#### [Короткая задача]
Кого, согласно тексту о выставке в Манеже, Нина Молева называла новым фаворитом вождя?

#### [Документ]
О случившихся в Манеже первого декабря 1962 года событиях написано уже много. Правда, из художников, на которых тогда обрушился советский лидер, до сих пор упоминают в основном одного Эрнста Неизвестного. Хотя Жутовскому досталось от Хрущёва не меньше.
В середине десятых годов уже нашего столетия одна из свидетелей художественных процессов времён хрущёвской оттепели Нина Молева рассказывала мне, что выставка в Манеже представляла собой чуть ли не спецоперацию, организаторы которой не то чтобы хотели стравить Хрущёва с неугодными художниками, а подрезать крылья новому фавориту вождя – Леониду Ильичёву, возмечтавшему занять в партийной иерархии место главного идеолога Михаила Суслова. Я поинтересовался у Жутовского: действительно ли в этом заключался главный смысл устроенной в Манеже выставки.
– А вы побольше Молеву слушали бы, – ответил художник. – Нина Михайловна, когда всё это рассказывала, даже не врала, а просто на ходу сочиняла красивую сказку. Всё было по-другому.
– А как? Расскажите вашу версию.
– Неужели вы до сих пор не знаете, что всегда велась борьба за деньги, за еду, за благополучие. Художественная среда не составляла исключение. У нас имелся Союз художников, руководство которого очень оберегало свои убогие преимущества перед другими мастерами. А тут Хрущёв после смерти Сталина дал некоторые послабления и разрешил некоторые свободы. В Союзе художников, естественно, сразу возникла паника. Там тут же почувствовали угрозу своему благополучию.
– А кто конкретно мог этому Союзу угрожать? Вы же лично не собирались ликвидировать этот Союз. Или у вас были планы самому его возглавить?

(Примеры точечной разметки)
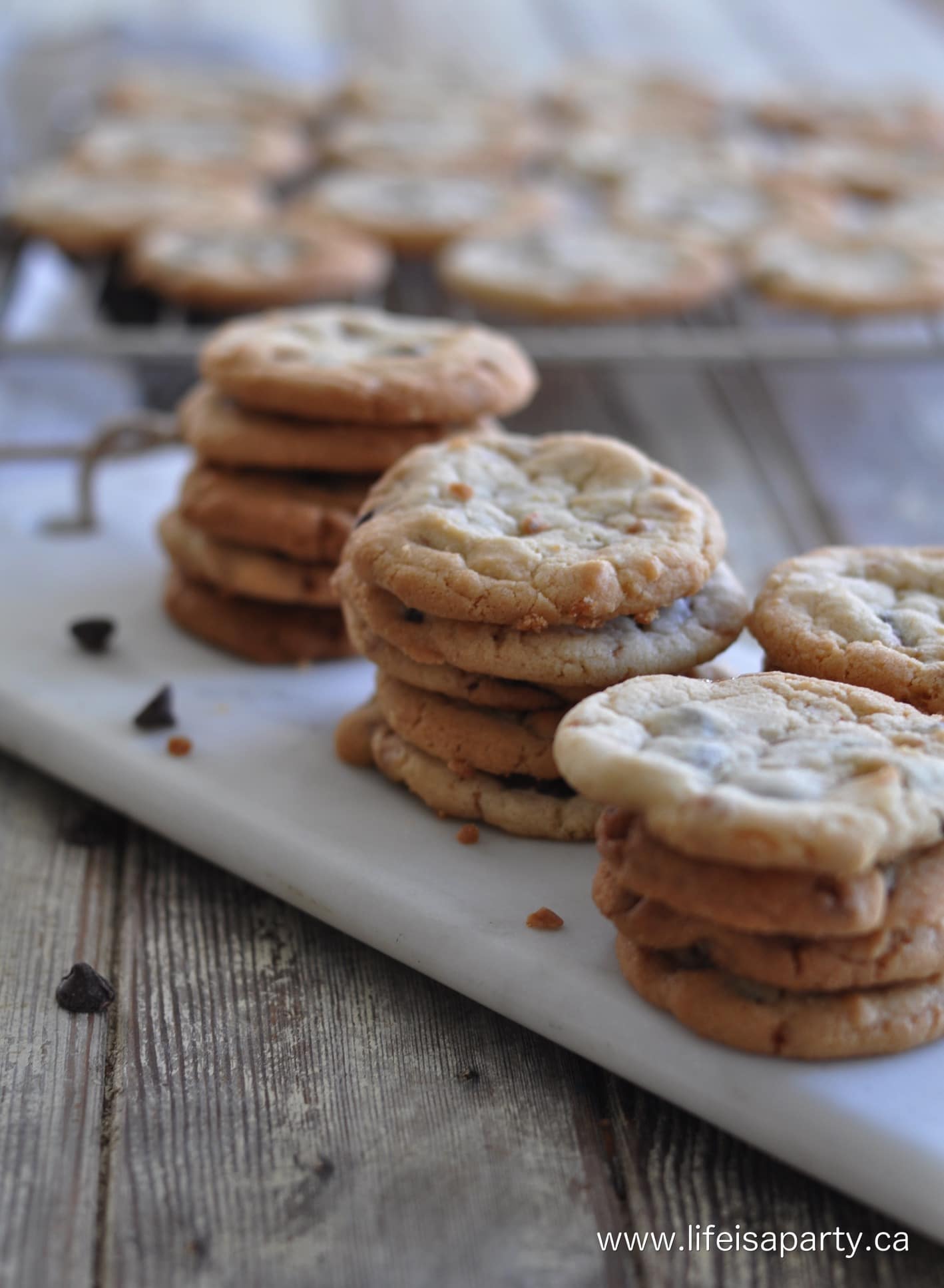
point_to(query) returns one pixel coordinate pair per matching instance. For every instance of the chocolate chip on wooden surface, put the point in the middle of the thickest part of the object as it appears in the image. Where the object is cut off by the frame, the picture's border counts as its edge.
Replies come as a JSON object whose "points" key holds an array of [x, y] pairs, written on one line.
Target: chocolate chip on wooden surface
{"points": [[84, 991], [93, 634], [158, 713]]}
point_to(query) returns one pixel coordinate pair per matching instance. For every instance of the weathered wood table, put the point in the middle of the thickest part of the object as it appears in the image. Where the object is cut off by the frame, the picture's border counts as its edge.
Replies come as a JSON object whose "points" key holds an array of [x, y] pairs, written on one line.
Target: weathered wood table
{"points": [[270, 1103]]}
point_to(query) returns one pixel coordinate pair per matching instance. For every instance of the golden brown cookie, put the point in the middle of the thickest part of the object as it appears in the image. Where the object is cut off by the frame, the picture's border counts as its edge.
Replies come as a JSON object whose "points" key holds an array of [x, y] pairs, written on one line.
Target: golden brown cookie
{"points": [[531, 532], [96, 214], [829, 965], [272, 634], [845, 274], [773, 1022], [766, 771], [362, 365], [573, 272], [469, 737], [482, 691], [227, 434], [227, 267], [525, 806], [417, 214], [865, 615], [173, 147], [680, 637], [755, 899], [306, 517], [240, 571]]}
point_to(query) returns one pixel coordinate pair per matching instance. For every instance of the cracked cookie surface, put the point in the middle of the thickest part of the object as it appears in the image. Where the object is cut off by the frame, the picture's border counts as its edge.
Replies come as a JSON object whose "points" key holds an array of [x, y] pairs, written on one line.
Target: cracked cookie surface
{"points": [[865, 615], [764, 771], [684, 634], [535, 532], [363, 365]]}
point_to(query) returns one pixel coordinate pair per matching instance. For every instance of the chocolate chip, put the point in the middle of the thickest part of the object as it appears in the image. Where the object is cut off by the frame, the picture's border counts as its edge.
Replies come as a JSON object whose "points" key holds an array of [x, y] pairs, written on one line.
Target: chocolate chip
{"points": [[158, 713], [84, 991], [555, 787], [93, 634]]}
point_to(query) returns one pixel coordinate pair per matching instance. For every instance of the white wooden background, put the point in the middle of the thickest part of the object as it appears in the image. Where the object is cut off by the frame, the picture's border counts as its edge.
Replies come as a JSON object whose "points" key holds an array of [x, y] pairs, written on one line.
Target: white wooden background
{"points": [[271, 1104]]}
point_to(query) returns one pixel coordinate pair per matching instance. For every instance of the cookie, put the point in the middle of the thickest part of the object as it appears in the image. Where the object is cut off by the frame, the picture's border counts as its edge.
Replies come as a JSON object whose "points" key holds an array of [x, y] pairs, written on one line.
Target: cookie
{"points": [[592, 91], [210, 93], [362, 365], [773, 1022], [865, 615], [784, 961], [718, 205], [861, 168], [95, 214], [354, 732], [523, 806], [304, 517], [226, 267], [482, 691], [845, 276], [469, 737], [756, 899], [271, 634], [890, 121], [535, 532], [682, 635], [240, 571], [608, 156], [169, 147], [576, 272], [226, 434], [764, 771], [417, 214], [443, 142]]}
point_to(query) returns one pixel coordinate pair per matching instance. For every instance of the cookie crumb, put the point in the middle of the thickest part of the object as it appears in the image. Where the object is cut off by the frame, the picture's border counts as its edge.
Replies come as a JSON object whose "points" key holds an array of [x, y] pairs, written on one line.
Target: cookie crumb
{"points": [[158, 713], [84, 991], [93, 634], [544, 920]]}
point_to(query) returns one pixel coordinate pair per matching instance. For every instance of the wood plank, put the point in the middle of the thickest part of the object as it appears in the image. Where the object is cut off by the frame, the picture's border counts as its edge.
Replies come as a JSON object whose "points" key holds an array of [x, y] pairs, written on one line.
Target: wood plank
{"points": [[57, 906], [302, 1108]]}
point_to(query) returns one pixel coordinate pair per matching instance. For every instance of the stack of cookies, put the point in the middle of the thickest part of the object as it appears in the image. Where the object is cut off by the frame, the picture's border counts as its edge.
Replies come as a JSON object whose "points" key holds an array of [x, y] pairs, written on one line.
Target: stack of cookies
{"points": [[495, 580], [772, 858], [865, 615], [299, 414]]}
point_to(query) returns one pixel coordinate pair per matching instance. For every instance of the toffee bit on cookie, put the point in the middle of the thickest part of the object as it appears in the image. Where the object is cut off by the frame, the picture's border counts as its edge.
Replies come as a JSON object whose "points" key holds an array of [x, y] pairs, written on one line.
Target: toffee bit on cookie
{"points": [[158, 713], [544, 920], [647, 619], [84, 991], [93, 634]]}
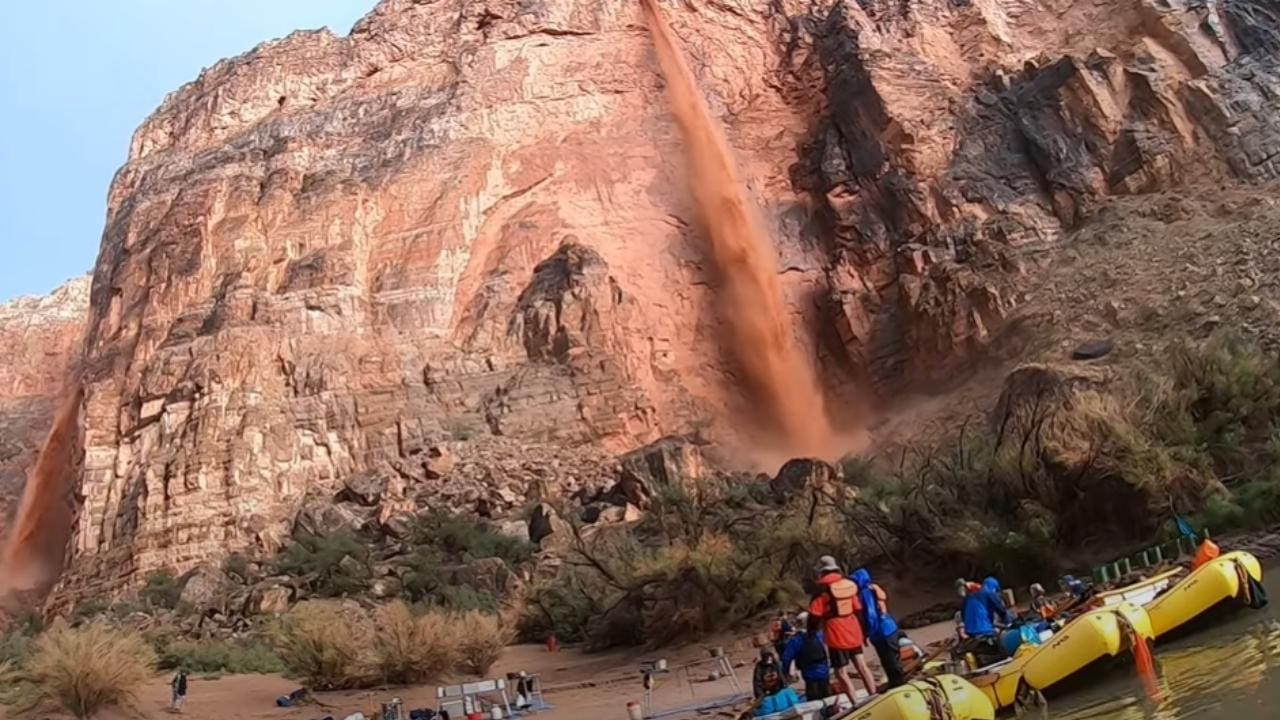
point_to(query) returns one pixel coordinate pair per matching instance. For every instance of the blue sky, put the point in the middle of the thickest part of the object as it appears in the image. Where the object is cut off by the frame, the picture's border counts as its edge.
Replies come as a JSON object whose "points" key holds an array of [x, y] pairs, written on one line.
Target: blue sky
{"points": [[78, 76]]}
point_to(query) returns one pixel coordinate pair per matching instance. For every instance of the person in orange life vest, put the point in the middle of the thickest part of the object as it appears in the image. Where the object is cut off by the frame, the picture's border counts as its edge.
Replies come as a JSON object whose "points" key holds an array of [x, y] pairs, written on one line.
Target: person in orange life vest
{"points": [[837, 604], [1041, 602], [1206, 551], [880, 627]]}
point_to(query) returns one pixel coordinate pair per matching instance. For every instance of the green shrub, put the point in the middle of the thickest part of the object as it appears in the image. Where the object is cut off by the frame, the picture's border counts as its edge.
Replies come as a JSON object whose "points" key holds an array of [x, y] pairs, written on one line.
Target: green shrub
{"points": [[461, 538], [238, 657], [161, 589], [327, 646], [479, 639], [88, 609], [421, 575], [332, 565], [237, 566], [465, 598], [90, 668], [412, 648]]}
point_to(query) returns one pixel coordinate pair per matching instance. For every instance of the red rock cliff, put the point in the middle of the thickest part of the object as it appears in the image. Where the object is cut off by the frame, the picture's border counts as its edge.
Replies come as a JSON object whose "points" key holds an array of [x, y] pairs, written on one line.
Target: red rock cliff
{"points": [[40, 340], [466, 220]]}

* * *

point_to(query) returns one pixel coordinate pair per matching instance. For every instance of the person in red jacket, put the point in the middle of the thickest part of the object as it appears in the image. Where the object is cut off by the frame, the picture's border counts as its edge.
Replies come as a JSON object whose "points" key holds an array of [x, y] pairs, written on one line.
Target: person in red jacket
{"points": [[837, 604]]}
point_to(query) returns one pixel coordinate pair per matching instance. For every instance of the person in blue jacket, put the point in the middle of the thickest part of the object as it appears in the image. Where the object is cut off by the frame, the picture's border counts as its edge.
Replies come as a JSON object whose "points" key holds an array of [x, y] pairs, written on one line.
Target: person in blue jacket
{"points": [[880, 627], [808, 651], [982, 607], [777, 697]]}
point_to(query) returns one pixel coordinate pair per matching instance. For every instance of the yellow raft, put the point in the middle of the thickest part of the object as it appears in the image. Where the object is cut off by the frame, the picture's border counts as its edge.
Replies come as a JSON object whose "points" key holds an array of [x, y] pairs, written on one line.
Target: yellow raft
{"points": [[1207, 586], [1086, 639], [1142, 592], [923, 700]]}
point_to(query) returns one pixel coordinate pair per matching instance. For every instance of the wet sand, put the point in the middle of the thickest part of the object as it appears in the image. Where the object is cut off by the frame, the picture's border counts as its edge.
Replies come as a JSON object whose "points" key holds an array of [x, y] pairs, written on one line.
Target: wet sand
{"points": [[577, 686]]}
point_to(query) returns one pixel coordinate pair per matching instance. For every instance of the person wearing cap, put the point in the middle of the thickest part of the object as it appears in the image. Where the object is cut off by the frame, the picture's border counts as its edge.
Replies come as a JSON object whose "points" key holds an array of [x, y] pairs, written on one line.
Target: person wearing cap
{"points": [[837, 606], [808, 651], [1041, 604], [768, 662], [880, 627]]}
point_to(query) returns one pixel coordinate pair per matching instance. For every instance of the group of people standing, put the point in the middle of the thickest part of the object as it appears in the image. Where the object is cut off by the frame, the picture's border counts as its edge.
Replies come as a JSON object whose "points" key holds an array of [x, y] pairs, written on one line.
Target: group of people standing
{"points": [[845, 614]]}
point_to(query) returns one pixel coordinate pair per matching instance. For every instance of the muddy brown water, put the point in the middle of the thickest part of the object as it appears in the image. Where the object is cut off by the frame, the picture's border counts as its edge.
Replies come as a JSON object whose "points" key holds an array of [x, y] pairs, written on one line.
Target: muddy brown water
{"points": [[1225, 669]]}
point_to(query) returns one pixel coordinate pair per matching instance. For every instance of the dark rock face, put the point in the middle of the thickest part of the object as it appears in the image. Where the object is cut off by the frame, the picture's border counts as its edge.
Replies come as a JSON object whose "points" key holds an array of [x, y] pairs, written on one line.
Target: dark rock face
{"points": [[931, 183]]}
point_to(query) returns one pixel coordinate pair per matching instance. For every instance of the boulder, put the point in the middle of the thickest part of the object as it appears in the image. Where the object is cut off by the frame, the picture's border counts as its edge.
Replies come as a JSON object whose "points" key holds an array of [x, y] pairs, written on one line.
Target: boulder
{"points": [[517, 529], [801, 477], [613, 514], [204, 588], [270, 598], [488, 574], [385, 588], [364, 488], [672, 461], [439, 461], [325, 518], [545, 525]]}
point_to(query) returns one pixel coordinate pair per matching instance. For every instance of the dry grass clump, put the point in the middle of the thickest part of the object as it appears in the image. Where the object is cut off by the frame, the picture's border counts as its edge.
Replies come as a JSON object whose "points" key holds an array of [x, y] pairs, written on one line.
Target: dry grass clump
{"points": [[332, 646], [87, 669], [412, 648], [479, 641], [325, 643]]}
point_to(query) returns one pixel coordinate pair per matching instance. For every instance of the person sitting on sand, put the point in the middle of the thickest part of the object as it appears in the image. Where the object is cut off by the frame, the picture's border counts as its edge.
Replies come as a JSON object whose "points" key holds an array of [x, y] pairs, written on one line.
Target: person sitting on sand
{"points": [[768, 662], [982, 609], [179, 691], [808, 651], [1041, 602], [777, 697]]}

* * *

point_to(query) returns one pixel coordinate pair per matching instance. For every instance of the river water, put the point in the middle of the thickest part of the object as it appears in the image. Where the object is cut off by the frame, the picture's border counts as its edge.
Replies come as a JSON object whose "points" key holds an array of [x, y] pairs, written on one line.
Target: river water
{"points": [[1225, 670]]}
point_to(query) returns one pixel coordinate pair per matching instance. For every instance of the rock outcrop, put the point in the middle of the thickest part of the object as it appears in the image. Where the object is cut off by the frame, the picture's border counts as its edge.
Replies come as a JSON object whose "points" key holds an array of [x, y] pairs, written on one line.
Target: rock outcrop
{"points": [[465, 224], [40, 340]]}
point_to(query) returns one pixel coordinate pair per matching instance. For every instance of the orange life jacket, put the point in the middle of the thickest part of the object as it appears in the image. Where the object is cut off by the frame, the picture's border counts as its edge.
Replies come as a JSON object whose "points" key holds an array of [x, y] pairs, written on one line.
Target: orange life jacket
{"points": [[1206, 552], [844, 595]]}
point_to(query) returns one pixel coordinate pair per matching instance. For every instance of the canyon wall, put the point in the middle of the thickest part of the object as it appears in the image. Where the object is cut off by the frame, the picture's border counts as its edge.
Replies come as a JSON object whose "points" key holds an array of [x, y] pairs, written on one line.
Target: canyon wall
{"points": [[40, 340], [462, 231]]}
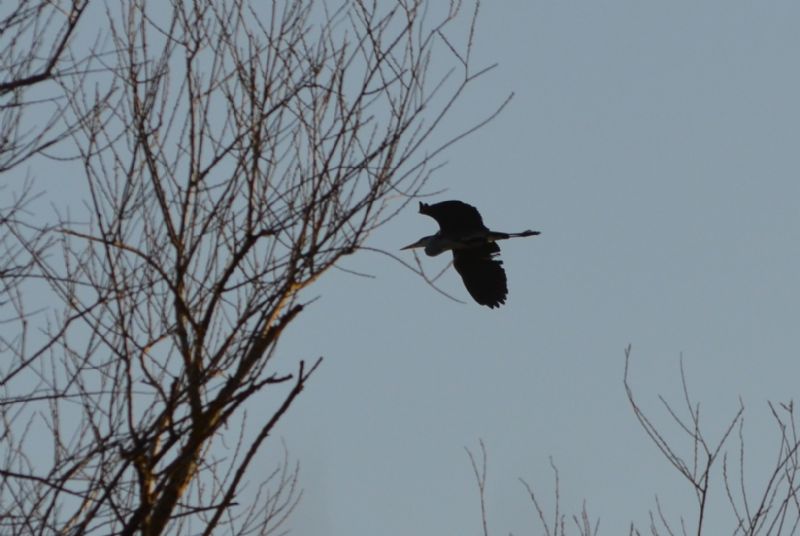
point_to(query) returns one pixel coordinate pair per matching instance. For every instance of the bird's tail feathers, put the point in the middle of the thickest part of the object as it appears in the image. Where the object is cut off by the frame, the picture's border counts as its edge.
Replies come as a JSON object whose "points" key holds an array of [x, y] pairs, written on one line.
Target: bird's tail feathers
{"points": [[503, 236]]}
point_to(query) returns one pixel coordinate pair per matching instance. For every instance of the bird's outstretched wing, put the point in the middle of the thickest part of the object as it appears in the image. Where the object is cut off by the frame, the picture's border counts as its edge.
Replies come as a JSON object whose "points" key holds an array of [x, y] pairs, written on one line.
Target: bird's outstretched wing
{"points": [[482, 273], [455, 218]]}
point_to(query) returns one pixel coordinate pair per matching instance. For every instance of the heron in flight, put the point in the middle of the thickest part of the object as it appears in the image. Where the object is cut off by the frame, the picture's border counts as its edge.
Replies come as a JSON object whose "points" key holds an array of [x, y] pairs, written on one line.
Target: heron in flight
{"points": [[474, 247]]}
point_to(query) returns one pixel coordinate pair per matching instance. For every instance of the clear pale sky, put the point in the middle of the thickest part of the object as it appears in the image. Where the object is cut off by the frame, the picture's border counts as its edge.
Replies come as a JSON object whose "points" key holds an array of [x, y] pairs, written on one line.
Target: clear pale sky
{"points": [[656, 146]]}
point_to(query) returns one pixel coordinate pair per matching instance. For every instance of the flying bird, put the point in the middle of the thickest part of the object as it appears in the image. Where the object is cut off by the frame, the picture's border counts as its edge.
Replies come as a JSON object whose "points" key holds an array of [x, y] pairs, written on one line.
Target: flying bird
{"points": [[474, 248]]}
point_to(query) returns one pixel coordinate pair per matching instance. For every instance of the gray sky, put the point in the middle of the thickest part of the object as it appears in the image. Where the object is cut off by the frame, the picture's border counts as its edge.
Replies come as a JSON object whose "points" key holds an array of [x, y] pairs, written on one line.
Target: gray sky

#### [Решение задачи]
Леонида Ильичёва.